* TASK DIRECTIONS: What is needed here is an exact repetition of the records below, beginning at the line that has "Target: traffic light" and stopping after the line that has "Target: white van".

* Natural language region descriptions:
┄┄┄┄┄┄┄┄┄┄┄┄┄┄┄┄┄┄┄┄

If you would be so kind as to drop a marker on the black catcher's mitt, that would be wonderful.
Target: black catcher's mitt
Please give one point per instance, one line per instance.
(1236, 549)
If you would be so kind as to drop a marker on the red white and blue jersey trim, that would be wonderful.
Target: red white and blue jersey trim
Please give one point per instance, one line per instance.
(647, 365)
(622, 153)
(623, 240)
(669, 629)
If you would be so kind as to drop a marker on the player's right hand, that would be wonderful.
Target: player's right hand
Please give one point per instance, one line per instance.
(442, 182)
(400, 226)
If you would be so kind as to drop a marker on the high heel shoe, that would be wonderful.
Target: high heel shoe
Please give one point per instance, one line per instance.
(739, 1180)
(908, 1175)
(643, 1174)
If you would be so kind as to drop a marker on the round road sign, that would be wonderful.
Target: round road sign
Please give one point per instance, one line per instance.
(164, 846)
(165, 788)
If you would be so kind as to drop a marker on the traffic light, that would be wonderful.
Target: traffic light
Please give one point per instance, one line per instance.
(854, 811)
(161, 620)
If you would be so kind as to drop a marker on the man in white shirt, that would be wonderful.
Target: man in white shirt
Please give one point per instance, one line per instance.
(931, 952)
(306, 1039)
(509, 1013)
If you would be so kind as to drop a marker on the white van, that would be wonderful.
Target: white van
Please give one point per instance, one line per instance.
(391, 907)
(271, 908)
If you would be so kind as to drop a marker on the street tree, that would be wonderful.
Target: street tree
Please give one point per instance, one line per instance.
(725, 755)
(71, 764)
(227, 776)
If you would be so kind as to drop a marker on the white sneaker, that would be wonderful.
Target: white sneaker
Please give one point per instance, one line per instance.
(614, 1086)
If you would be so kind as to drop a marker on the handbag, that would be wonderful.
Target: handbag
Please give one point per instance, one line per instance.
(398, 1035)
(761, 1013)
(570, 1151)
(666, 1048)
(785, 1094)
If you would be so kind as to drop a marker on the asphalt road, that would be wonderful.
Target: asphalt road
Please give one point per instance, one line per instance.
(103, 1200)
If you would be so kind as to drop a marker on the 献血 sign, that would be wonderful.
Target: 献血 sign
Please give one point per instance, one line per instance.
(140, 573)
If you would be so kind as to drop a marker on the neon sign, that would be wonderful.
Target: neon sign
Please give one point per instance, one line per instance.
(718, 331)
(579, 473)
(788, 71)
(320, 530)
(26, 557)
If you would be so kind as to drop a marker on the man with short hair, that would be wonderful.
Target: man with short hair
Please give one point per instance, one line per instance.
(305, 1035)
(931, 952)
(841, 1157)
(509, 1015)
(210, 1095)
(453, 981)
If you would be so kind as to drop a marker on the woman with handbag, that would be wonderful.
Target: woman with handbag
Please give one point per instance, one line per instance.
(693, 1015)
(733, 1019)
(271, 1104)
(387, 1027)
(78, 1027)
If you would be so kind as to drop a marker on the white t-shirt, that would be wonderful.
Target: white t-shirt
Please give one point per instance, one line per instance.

┄┄┄┄┄┄┄┄┄┄┄┄┄┄┄┄┄┄┄┄

* TASK RESULT:
Target: traffic light
Please give one point per instance, one line per instance.
(854, 811)
(161, 620)
If you would be so kind as to drop a marker on the man in white shirt, that would be wonderful.
Target: man in white shirt
Please give one point per instance, one line per instance.
(931, 952)
(306, 1039)
(509, 1013)
If you would be so kind as to drop a marker on the white van, that would be wonderful.
Target: white van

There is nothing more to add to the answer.